**Trecho selecionado:**
Acórdão do Supremo Tribunal de Justiça
Processo:
43/08.6ECLSB-A.S1
Nº Convencional: 3.ª SECÇÃO
Relator: OLIVEIRA MENDES
Descritores: RECURSO DE REVISÃO
ACÓRDÃO PARA FIXAÇÃO DE JURISPRUDÊNCIA
JOGO DE FORTUNA E AZAR
Nº do Documento: SJ
Data do Acordão: 01/18/2012
Votação: UNANIMIDADE
Texto Integral: S
Privacidade: 1
Meio Processual: RECURSO PENAL
Decisão: IMPROCEDENTE
Área Temática: DIREITO PROCESSUAL PENAL - RECURSOS EXTRAORDINÁRIOS
/ FIXAÇÃO DE JURISPRUDÊNCIA / REVISÃO.
Legislação Nacional: CÓDIGO PROCESSO PENAL (CPP): - ARTIGOS 445.º, N.º 1 E
3, 446.º, N.º 1 E 2, 449.º, N.º 1, AL. D).
Jurisprudência Nacional: ACÓRDÃO DO SUPREMO TRIBUNAL DE JUSTIÇA:
- ACÓRDÃO DE FIXAÇÃO DE JURISPRUDÊNCIA N.º 4/10, DE 8 DE
MARÇO.

**Objetivo 1:** Segundo o acórdão, quem foi o relator do processo?
**Objetivo 2:** Traduza para o inglês a entrada do acórdão "Área Temática: DIREITO PROCESSUAL PENAL - RECURSOS EXTRAORDINÁRIOS / FIXAÇÃO DE JURISPRUDÊNCIA / REVISÃO."

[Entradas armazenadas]
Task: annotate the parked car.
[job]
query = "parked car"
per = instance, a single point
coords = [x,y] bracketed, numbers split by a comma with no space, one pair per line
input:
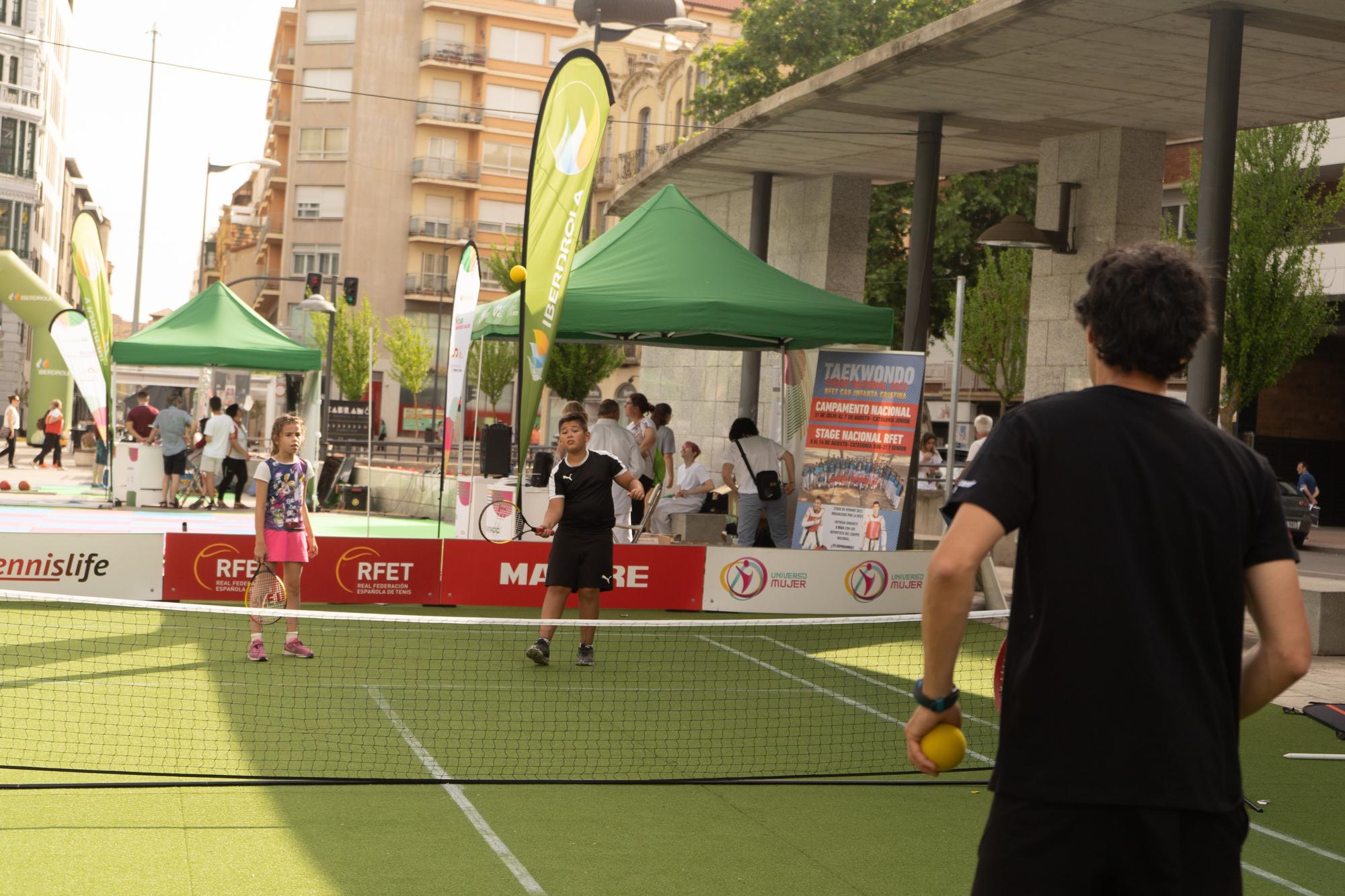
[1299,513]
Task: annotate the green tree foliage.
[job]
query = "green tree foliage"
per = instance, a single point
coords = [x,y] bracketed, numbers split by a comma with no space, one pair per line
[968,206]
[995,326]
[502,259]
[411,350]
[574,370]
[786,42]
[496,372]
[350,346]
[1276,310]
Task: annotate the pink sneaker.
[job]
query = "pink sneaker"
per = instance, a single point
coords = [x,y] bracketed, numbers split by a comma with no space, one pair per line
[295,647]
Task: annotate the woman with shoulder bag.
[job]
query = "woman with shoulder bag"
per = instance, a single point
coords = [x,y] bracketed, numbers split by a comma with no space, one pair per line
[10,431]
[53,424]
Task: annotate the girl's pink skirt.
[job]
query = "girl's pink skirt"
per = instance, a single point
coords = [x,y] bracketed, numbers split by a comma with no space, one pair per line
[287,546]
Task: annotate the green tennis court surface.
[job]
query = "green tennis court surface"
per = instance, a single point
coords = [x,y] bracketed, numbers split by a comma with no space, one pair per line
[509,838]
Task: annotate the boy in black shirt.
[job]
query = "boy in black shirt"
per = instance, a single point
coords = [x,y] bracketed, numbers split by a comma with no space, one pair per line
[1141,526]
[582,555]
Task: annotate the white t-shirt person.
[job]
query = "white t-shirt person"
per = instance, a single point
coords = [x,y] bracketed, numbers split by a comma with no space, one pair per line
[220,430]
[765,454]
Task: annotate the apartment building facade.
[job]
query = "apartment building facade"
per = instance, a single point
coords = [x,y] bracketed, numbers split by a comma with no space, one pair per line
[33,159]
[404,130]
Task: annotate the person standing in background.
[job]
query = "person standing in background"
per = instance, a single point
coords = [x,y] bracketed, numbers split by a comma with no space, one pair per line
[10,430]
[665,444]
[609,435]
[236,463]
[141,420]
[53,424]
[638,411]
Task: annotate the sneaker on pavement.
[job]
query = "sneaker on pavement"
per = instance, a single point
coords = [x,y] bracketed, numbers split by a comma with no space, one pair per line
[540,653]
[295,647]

**Resultado 1:** Oliveira Mendes.

**Resultado 2:** Subject Area: CRIMINAL PROCEDURAL LAW - EXTRAORDINARY APPEALS / STANDARDIZATION OF CASE LAW / REVIEW.